→ **Consigne A**
Dans le texte source, relève les caractéristiques du cours de Gregory Mankiw qui y sont énumérées comme traits de l'endoctrinement néo-libéral.

→ **Texte source**
------
Un jour, j’irai vivre en Théorie parce qu’il paraît qu’en Théorie, tout va bien. (Les mots surpendus)

jeudi 10 novembre 2011

Ça chauffe à Harvard !




A la prestigieuse université Harvard, le cours de Gregory Mankiw accueille environ 700 étudiants chaque année. Il s’agit de leur enseigner les “principes de l’économie”. Ce cours présente toutes les caractéristiques de l’endoctrinement néo-libéral actuel : refus du pluralisme, présentation de l’économie comme science unifiée, apologie du marché, critique systématique de l’Etat, intérêt mineur pour les inégalités ou l’environnement… Contesté régulièrement, ce cours vient de faire l’objet d’une sérieuse remise en cause par une minorité d’étudiants consternés par l’enseignement qui leur est proposé (ou imposé ?)

Ainsi que le raconte The Crimson, le journal des étudiants de Harvard, mercredi 2 novembre, 70 étudiants ont quitté le cours de Mankiw, dénonçant son “biais conservateur”.

Les étudiants souhaitaient ainsi exprimer leur solidarité avec les mouvements “Occupy Wall Street”, qui dénoncent la hausse des inégalités aux Etats-Unis.

Les organisateurs se sont adressés à Gregory Mankiw dans les termes suivants : “Aujourd’hui, nous sortons de votre cours, “Economics 10″, afin d’exprimer notre mécontentement envers le biais conservateur de ce cours d’introduction à l’économie. Nous sommes très préoccupés de la façon dont cet enseignement affecte les étudiants, l’université et la société dans son ensemble”.

Selon l’une des organisatrices, Rachel J. Sandalow-Ash, “Les diplômés de Harvard ont été complices des pires injustices commises ces dernières années. Aujourd’hui, nous remettons en cause ce passé. Les étudiants de Harvard ne feront plus cela. Nous mettrons notre éducation au service du bien, pas de l’enrichissement personnel au détriment de millions de personnes.”
------
→ **Extrait de données**
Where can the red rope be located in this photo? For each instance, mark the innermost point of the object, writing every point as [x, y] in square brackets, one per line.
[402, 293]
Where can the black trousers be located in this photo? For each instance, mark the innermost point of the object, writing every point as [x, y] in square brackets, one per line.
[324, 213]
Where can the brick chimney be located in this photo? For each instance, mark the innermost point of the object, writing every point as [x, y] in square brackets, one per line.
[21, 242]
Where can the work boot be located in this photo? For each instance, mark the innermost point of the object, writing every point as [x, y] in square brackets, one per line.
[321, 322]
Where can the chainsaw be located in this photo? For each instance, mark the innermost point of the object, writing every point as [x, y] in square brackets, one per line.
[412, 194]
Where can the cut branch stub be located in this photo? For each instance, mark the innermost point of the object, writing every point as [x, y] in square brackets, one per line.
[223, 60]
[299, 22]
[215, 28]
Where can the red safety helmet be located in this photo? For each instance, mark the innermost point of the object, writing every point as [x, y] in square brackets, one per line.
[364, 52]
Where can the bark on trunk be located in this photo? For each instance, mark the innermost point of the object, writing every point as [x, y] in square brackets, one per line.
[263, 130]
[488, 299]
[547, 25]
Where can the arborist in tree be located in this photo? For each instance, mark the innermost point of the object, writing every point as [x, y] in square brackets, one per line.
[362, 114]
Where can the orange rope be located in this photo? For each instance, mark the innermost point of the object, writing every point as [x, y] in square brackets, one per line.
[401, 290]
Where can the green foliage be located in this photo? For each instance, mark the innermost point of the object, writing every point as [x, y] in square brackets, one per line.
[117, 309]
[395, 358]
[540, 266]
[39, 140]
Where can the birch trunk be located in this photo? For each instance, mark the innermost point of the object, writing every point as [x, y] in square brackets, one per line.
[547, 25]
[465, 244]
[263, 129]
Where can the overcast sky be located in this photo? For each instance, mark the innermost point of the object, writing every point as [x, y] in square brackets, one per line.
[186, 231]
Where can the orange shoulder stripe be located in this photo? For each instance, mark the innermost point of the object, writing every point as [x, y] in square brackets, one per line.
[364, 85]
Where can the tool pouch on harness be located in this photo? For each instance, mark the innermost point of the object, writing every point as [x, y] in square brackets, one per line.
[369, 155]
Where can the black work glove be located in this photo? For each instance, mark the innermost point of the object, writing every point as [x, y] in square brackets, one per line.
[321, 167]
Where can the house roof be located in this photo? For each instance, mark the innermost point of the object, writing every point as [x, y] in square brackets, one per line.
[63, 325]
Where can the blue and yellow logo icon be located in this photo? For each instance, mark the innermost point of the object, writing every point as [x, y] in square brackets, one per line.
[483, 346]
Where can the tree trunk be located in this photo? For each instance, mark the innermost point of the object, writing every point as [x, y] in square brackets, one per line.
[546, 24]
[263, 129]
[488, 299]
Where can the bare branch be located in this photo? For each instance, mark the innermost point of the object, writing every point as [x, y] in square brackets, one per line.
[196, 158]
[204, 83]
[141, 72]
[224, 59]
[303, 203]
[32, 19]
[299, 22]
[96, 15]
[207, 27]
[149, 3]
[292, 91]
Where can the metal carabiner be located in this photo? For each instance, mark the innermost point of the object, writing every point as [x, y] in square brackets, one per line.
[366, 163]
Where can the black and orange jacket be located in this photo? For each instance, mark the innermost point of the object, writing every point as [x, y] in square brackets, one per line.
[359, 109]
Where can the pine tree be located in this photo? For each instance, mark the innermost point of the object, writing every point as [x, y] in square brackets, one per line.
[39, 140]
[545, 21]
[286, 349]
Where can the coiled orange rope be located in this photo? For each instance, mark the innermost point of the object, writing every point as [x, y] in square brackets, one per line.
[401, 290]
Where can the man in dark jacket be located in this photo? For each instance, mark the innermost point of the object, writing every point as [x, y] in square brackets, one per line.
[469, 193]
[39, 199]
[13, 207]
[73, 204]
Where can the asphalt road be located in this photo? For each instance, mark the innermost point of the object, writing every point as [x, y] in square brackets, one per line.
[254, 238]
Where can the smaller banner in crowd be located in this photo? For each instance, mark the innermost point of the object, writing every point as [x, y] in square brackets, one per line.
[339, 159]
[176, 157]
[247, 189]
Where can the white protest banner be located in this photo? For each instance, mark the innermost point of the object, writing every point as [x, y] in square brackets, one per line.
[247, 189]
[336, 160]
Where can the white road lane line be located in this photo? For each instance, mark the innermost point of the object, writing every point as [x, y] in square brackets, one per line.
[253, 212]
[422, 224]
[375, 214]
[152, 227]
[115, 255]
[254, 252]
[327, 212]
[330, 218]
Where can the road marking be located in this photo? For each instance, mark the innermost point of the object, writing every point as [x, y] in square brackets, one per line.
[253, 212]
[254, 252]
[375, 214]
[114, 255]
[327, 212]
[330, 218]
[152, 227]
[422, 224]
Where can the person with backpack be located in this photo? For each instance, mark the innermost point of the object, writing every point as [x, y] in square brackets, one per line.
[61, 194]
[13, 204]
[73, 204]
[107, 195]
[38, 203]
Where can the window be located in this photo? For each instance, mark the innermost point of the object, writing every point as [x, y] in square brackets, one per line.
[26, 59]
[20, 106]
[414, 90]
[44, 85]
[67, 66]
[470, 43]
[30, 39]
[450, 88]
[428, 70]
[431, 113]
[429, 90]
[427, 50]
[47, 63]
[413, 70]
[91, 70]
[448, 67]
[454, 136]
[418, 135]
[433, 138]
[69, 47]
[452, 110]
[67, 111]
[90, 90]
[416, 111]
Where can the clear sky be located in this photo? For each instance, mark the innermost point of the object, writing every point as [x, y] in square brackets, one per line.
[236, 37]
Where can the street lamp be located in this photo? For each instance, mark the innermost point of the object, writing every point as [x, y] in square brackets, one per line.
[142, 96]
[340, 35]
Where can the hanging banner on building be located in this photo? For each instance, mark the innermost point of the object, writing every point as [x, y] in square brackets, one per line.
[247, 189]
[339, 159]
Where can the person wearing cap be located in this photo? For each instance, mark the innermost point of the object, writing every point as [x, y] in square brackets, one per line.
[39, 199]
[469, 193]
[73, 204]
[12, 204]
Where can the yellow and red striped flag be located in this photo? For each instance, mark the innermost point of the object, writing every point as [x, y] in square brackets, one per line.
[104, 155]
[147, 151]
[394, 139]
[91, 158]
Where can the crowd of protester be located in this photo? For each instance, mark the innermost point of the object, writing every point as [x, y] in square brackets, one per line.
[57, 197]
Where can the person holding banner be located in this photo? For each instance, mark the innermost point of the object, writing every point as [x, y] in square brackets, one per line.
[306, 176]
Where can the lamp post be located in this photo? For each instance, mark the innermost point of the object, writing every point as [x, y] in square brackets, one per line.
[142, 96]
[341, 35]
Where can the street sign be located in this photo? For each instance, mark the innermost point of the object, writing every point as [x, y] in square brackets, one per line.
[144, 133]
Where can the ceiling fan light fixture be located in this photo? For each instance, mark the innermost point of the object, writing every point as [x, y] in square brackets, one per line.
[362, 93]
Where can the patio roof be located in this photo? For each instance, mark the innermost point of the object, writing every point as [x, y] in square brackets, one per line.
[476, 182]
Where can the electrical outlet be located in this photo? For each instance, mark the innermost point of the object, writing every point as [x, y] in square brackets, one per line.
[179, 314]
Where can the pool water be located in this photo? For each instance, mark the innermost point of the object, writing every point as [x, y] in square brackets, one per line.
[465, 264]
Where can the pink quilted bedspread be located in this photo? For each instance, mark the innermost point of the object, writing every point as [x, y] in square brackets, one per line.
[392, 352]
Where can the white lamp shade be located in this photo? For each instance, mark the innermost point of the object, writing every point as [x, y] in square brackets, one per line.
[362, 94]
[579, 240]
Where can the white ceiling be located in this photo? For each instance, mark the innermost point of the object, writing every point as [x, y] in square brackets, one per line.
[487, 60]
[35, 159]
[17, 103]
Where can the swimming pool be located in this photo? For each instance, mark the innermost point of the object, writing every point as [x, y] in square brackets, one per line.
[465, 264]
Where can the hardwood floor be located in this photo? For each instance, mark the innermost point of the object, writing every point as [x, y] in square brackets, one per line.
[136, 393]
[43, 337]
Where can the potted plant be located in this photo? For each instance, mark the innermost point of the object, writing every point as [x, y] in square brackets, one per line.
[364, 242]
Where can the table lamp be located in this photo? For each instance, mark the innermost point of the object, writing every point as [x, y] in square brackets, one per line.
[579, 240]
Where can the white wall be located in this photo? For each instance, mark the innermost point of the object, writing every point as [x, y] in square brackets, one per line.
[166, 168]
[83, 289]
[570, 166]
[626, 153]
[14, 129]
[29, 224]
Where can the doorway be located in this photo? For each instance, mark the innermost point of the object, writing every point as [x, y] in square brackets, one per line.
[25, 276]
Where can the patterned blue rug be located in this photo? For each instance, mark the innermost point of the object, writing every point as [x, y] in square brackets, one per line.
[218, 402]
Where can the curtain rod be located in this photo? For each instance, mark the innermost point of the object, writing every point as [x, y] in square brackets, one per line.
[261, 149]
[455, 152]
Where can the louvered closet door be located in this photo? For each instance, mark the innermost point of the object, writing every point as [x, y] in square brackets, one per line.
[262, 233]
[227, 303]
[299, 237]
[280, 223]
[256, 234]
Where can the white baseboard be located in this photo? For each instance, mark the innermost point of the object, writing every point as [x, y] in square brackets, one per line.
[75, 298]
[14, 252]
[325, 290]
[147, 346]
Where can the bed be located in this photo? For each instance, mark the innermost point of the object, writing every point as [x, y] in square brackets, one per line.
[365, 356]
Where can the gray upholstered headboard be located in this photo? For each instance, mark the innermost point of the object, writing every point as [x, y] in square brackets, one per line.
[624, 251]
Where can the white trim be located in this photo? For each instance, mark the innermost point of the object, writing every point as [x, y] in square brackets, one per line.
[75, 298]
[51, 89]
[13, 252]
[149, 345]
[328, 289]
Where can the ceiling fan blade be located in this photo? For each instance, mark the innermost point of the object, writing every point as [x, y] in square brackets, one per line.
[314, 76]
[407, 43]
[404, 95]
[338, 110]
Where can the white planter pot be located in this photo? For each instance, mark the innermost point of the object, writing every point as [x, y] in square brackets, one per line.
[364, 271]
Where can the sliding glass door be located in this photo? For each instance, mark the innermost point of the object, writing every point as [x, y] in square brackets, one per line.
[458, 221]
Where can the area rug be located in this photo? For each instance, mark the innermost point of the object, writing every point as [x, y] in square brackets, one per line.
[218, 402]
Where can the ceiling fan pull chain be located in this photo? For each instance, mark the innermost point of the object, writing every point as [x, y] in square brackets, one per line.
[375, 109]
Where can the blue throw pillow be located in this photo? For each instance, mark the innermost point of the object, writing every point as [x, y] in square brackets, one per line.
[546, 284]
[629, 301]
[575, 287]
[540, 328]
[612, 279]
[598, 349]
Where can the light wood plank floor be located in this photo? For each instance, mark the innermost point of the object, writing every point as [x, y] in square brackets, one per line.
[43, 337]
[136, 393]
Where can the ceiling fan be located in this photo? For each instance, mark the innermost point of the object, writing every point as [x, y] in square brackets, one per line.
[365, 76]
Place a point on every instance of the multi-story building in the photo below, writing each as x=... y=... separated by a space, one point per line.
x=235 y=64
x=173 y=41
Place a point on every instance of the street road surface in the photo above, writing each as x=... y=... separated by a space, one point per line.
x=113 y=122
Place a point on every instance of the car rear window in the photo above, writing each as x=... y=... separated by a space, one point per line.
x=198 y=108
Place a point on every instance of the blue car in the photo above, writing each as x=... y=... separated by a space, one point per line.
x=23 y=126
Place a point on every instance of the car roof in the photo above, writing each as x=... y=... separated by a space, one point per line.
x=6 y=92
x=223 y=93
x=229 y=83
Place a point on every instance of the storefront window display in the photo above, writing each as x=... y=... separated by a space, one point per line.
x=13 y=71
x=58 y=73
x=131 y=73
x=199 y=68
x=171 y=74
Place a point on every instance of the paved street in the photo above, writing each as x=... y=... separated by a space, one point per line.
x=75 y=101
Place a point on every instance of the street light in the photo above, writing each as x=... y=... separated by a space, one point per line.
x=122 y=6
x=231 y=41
------
→ **Consigne B**
Extrais toutes les lignes qui contiennent la chaîne "banner". La casse compte.

→ **Réponse rédigée A**
Les caractéristiques énumérées sont le refus du pluralisme, la présentation de l'économie comme science unifiée, l'apologie du marché, la critique systématique de l'État et l'intérêt mineur pour les inégalités ou l'environnement.

→ **Réponse rédigée B**
Where can the smaller banner in crowd be located in this photo? For each instance, mark the innermost point of the object, writing every point as [x, y] in square brackets, one per line.
Where can the white protest banner be located in this photo? For each instance, mark the innermost point of the object, writing every point as [x, y] in square brackets, one per line.
Where can the hanging banner on building be located in this photo? For each instance, mark the innermost point of the object, writing every point as [x, y] in square brackets, one per line.
Where can the person holding banner be located in this photo? For each instance, mark the innermost point of the object, writing every point as [x, y] in square brackets, one per line.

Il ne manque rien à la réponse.